== Stated problem ==
Convert every line of the material below into a JSON array of strings, one string per line, with blank lines dropped and the pictures left out.

== Input for this task ==
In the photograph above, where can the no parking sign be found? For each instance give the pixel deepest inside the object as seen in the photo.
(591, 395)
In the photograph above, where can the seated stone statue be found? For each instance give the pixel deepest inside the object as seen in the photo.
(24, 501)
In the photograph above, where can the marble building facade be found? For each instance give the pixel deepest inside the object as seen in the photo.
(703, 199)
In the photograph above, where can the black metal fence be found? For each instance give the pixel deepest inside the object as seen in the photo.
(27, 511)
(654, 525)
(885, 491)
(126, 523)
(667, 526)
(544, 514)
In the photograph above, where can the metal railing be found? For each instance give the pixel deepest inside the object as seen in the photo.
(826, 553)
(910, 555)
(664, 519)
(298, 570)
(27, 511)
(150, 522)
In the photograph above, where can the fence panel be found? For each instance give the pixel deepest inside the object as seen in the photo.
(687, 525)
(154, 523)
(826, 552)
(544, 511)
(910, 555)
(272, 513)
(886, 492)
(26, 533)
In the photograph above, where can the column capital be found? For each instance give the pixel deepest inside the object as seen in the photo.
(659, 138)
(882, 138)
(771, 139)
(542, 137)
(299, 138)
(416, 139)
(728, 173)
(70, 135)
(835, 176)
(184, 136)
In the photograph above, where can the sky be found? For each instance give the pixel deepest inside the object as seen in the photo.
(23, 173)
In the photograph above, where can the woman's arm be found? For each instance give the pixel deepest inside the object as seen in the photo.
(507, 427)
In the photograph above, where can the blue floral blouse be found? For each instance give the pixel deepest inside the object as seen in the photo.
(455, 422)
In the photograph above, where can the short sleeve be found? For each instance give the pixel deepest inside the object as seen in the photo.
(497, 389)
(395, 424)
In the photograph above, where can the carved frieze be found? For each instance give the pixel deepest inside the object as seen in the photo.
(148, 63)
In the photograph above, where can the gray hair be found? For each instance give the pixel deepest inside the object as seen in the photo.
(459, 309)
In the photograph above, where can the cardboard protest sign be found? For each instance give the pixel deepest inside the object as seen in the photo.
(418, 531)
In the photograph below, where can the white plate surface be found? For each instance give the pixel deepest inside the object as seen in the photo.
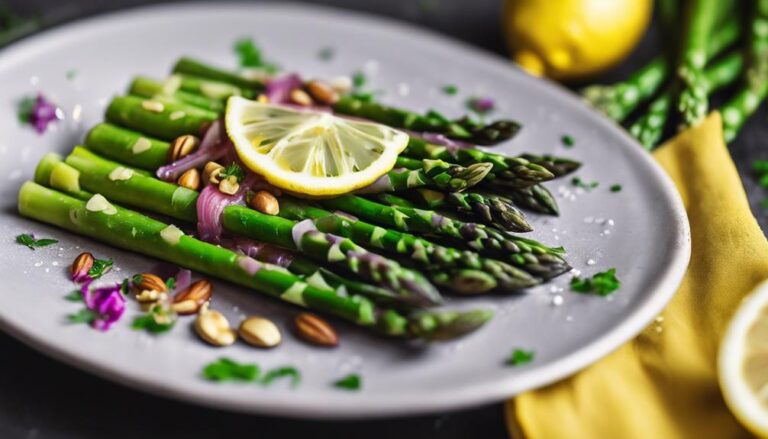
(642, 230)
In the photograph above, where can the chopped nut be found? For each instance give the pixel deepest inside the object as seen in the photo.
(211, 172)
(190, 179)
(316, 330)
(300, 97)
(214, 328)
(229, 186)
(191, 300)
(261, 332)
(322, 92)
(181, 147)
(153, 106)
(81, 266)
(265, 202)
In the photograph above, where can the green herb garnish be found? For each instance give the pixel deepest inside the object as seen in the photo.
(32, 243)
(156, 321)
(450, 90)
(578, 182)
(601, 284)
(282, 372)
(225, 369)
(326, 53)
(358, 79)
(99, 268)
(250, 56)
(520, 357)
(232, 170)
(349, 382)
(85, 315)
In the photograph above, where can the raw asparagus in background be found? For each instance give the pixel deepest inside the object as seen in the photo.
(132, 231)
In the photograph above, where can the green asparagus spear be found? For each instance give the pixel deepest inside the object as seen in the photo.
(755, 88)
(693, 104)
(132, 231)
(163, 120)
(189, 66)
(96, 175)
(649, 128)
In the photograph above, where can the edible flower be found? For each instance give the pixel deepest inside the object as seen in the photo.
(106, 303)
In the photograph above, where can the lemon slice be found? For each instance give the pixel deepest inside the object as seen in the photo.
(311, 152)
(743, 362)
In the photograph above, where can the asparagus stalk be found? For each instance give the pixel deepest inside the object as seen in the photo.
(649, 127)
(752, 93)
(692, 99)
(143, 191)
(132, 231)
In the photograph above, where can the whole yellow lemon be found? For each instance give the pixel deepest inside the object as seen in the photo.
(567, 39)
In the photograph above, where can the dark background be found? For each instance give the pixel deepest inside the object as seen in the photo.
(42, 398)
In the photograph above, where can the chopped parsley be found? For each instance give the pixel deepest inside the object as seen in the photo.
(250, 56)
(225, 369)
(578, 182)
(232, 170)
(520, 357)
(282, 372)
(358, 79)
(29, 240)
(85, 315)
(349, 382)
(326, 53)
(99, 268)
(601, 284)
(156, 321)
(450, 90)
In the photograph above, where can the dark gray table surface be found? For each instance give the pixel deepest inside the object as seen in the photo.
(42, 398)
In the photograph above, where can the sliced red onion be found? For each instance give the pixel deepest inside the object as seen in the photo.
(214, 146)
(211, 204)
(278, 90)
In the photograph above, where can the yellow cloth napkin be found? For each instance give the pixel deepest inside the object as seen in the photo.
(664, 384)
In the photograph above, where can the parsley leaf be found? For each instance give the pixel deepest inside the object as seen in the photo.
(326, 53)
(233, 170)
(450, 90)
(32, 243)
(520, 357)
(601, 284)
(281, 372)
(155, 321)
(100, 267)
(250, 56)
(349, 382)
(85, 315)
(578, 182)
(225, 369)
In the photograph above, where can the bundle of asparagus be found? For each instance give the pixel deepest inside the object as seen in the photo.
(684, 79)
(353, 256)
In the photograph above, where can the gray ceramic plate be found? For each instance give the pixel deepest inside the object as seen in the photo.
(642, 230)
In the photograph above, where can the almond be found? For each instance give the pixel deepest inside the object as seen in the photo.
(81, 266)
(191, 299)
(181, 147)
(316, 330)
(190, 179)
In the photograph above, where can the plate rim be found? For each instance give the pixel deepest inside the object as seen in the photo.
(664, 286)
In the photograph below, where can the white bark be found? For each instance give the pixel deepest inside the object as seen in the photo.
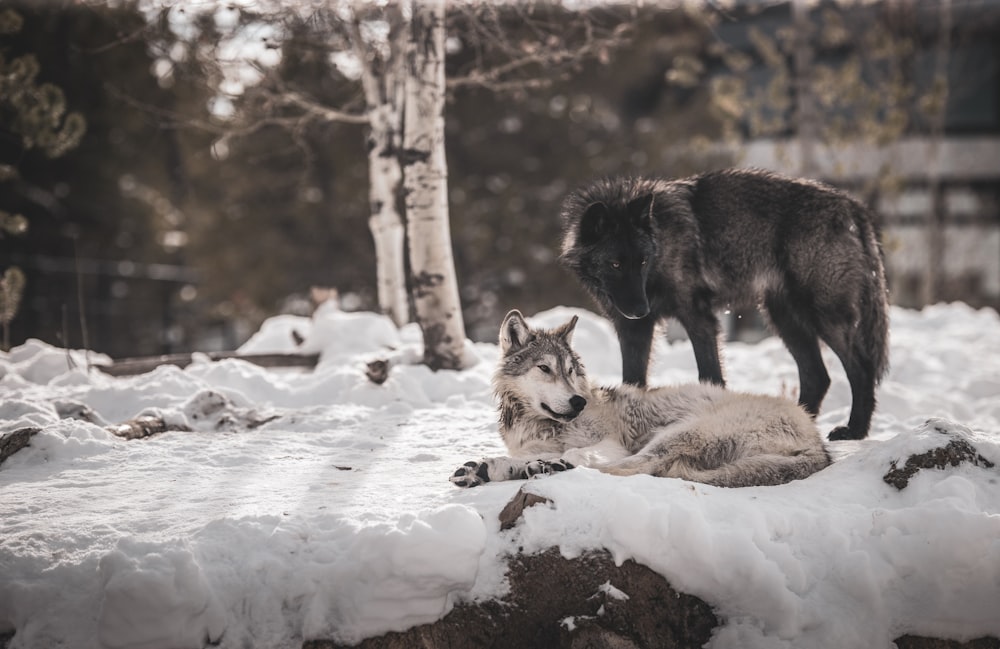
(934, 273)
(385, 177)
(434, 283)
(384, 98)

== Solution to the problem ==
[
  "In the photograph above, where can the no parking sign be found? For each instance give the pixel deepest inside the object as seen in the photo.",
  "(591, 395)",
  "In the photograph above, where can the seated stone statue be found? For each instance give the pixel deepest inside the object as seen in the photo.",
  "(24, 501)",
  "In the photograph above, where can the marble building facade be found? For each instance give the pixel deepest inside the object as seen in the photo.",
  "(703, 199)",
  "In the photograph above, where can the black metal fence be found? For each instance give the pixel deepest inside the object as seen in the photo.",
  "(27, 511)",
  "(654, 525)",
  "(885, 491)",
  "(126, 523)",
  "(667, 526)",
  "(544, 514)",
  "In the photograph above, where can the metal railing be found? For each instance give the pixel deepest inside the object as seen in the photo.",
  "(826, 553)",
  "(910, 555)",
  "(664, 519)",
  "(298, 570)",
  "(27, 511)",
  "(150, 522)",
  "In the photograph above, where can the fence panel be found? For each instance give the pixel deepest inside the object as seen in the photo.",
  "(687, 525)",
  "(154, 523)",
  "(826, 552)",
  "(544, 511)",
  "(910, 555)",
  "(272, 513)",
  "(886, 492)",
  "(26, 533)",
  "In the photograph above, where can the column capital be found? For each instance give the pixel deepest inside the object as seen in the photo.",
  "(659, 138)",
  "(882, 138)",
  "(771, 139)",
  "(542, 137)",
  "(299, 138)",
  "(416, 139)",
  "(728, 173)",
  "(70, 135)",
  "(835, 176)",
  "(184, 136)",
  "In the photograph above, where can the sky be found? For each instance give the pixel deepest inside the object as seen in the photo.",
  "(23, 173)",
  "In the photograph above, where can the woman's arm be found? For each instance give the pixel deepest inside the object as seen in the photo.",
  "(507, 427)",
  "In the photograph above, where can the blue floral blouse be found? For each instance give the pixel deepest inside the object as seen in the photo.",
  "(455, 422)",
  "In the photograph above, where can the short sleeve be found? For each instance give the pixel deepest inside the object as seen in the photo.",
  "(497, 389)",
  "(395, 424)",
  "In the photograph above, where can the carved frieze be found? For each instance give the pixel deepest inside the object as seen in the photo.",
  "(148, 63)",
  "In the photograph above, where can the gray hair be found? For each instance give the pixel deepest inside the object as seen in the photo.",
  "(459, 309)",
  "In the photograph above, where can the cardboard protest sign be found? For each instance give the pixel deepest inside the object as seen in the photo.",
  "(418, 531)",
  "In the photograph below, where can the white plate surface be found? For each instance give the pixel deepest inside the object as seen in the photo.",
  "(642, 230)",
  "In the photograph above, where can the chopped nut be found? For each instance give the pixel deepest inside the object as seen in the photo.",
  "(211, 172)",
  "(190, 179)",
  "(316, 330)",
  "(300, 97)",
  "(214, 328)",
  "(229, 186)",
  "(191, 300)",
  "(261, 332)",
  "(322, 92)",
  "(181, 147)",
  "(153, 106)",
  "(81, 266)",
  "(265, 202)",
  "In the photograph above, where can the green herb garnish be found? For each instance give the pixel deepest inside the object as seen in the photo.",
  "(32, 243)",
  "(156, 321)",
  "(450, 90)",
  "(578, 182)",
  "(601, 284)",
  "(282, 372)",
  "(225, 369)",
  "(326, 53)",
  "(358, 79)",
  "(99, 268)",
  "(250, 56)",
  "(520, 357)",
  "(232, 170)",
  "(349, 382)",
  "(85, 315)",
  "In the photograph above, where can the raw asparagus in background be found? For each instance give the pixel deepest inside the object as seen in the photo.",
  "(132, 231)",
  "In the photograph above, where can the green asparagus spear be found? For each instance give the pixel deepest inside the object as seen in the photo.",
  "(755, 88)",
  "(693, 104)",
  "(132, 231)",
  "(163, 120)",
  "(189, 66)",
  "(96, 175)",
  "(649, 128)",
  "In the photograph above, where can the edible flower be found? For each instance give the pixel deepest inside the object as seen in the photo.",
  "(106, 303)",
  "In the photograph above, where can the lemon slice be found? For each instance give the pixel deepest inside the object as seen in the photo.",
  "(311, 152)",
  "(743, 362)",
  "In the photograph above, where can the asparagus stalk be found? For each instance give the pixel deepest inside the object as seen in the photo.",
  "(649, 127)",
  "(752, 93)",
  "(692, 99)",
  "(143, 191)",
  "(132, 231)",
  "In the photograph above, where can the whole yellow lemon be found? For each instance give the pixel deepest inside the object as seen in the photo.",
  "(567, 39)",
  "In the photograph above, where can the dark background be found? For each instance give the pixel deepest inside the object as seen in the photo.",
  "(42, 398)",
  "In the photograph above, where can the chopped parsley be found? For each instance give the pixel deepest inside the object as seen in the photo.",
  "(250, 56)",
  "(225, 369)",
  "(578, 182)",
  "(232, 170)",
  "(520, 357)",
  "(282, 372)",
  "(358, 79)",
  "(29, 240)",
  "(85, 315)",
  "(349, 382)",
  "(326, 53)",
  "(99, 268)",
  "(601, 284)",
  "(156, 321)",
  "(450, 90)",
  "In the photograph above, where can the dark gray table surface be found? For each instance give the pixel deepest inside the object as seen in the photo.",
  "(42, 398)",
  "In the photograph above, where can the sliced red onion be found? For each instance give the pixel deepest inside the object as seen in the photo.",
  "(214, 146)",
  "(211, 204)",
  "(278, 90)",
  "In the photograph above, where can the yellow cloth napkin be found? For each instance give the pixel deepest inside the object as seen in the photo.",
  "(664, 384)",
  "In the photograph above, where can the parsley leaf be found? For each instance give the pixel deepest inside the object as seen in the photo.",
  "(326, 53)",
  "(233, 170)",
  "(450, 90)",
  "(32, 243)",
  "(520, 357)",
  "(601, 284)",
  "(281, 372)",
  "(155, 321)",
  "(100, 267)",
  "(250, 56)",
  "(349, 382)",
  "(85, 315)",
  "(578, 182)",
  "(225, 369)",
  "In the photograph above, where can the bundle of asparagus be found? For each instance give the pixel deepest inside the object as seen in the photo.",
  "(684, 79)",
  "(353, 256)",
  "In the photograph above, where can the gray ceramic plate be found? For each instance give the pixel deepest inside the object as seen in the photo.",
  "(642, 230)",
  "In the photograph above, where can the almond be found? For each instance give the pixel deepest inside the object as seen in the photo.",
  "(81, 266)",
  "(191, 299)",
  "(181, 147)",
  "(316, 330)",
  "(190, 179)",
  "In the photograph above, where can the plate rim be found? For each instance give the pixel deepest inside the object as seen in the photo.",
  "(664, 286)",
  "In the photograph below, where can the white bark be found? For each instance give the pixel deepest inside the object as seen in the photo.",
  "(934, 273)",
  "(385, 177)",
  "(434, 283)",
  "(384, 98)"
]